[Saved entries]

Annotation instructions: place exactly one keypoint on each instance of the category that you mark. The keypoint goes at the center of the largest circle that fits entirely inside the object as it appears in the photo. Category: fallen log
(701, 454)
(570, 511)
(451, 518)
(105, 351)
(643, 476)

Assignment » In full and without alteration, reproduce the records above.

Response »
Annotation instructions: place exactly one keypoint on each instance of the category that you mark. The keypoint goes at the center of the largest circle that fits entirely inside the object as it appears in the photo. Category: fallen log
(701, 454)
(570, 511)
(451, 518)
(105, 351)
(643, 476)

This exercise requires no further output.